[Текст страницы]

○ ○ ○

Почему, спрашиваю я себя, светлые точки на небосклоне должны быть менее доступны для нас, чем черные точки на карте Франции? Точно так же, как мы садимся в поезд, чтобы отправиться в Руан или Тараскон, мы умираем, чтобы отправиться к звездам. Лишь одно в этом рассуждении бесспорно: пока мы живем, мы не можем отправиться к звездам, равно как, умерев, не можем сесть в поезд.
Оказавшись в водовороте мрачных дум, Винсент ухватился за единственное утешение. На большом холсте он набросал знакомую фигуру, успокаивающую его куда больше, чем любые обещания райского блаженства, – сеятеля. Идея пришла к нему, еще когда он рисовал сбор урожая в Ла-Кро, но не в виде законченной композиции, а как образ. В июне на полях шла жатва – сеять должны были начать только осенью. Как и виды моста Ланглуа, образ родился из глубокой, жгучей ностальгии. «Отголоски прошлого по-прежнему чаруют меня, – писал он, задумывая картину, – и меня охватывает стремление к бесконечному, символами которого являются сеятель и всходы».

○ ○ ○

[Данные]
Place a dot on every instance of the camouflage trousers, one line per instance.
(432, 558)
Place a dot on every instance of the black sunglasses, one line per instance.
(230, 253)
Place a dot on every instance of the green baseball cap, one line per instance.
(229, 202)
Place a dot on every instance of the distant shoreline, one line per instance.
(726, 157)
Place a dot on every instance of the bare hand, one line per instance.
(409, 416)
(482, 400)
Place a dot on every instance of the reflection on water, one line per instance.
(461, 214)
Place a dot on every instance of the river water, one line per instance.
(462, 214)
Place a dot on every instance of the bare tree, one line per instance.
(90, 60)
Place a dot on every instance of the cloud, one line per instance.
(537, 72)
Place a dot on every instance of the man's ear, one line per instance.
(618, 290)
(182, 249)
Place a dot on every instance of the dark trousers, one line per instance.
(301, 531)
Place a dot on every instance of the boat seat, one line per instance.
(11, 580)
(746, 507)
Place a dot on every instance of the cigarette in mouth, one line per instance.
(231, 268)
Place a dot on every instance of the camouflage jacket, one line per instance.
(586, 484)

○ ○ ○

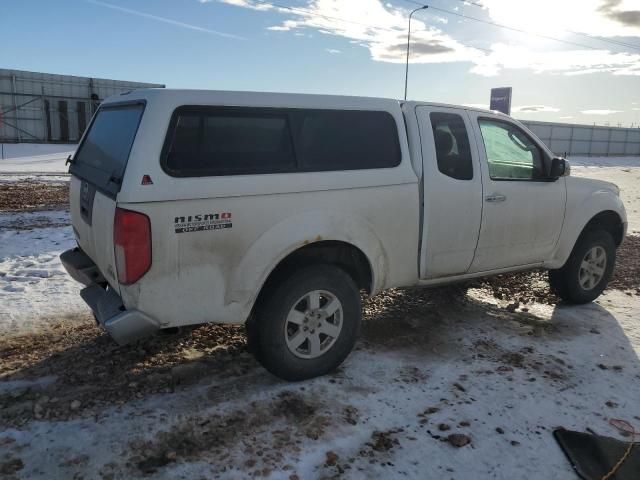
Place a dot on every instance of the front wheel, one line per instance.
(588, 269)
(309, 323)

○ ○ ○

[Упражнения]
a) Перепишите фрагмент текста страницы между «Почему, спрашиваю я» и «сесть в поезд.», включая эти слова, и замените в нем «Руан» на «Лион».
b) Ответьте на вопросы по тексту страницы.
(i) Что в приведенном рассуждении названо бесспорным?
(ii) Где Винсент рисовал сбор урожая, когда к нему пришла идея сеятеля?
(iii) Когда должны были начать сеять?
Записи здесь не используются.

[Ответы]
a)
Почему, спрашиваю я себя, светлые точки на небосклоне должны быть менее доступны для нас, чем черные точки на карте Франции? Точно так же, как мы садимся в поезд, чтобы отправиться в Лион или Тараскон, мы умираем, чтобы отправиться к звездам. Лишь одно в этом рассуждении бесспорно: пока мы живем, мы не можем отправиться к звездам, равно как, умерев, не можем сесть в поезд.

b)
(i) Пока мы живем, мы не можем отправиться к звездам, а умерев, не можем сесть в поезд.
(ii) В Ла-Кро.
(iii) Только осенью.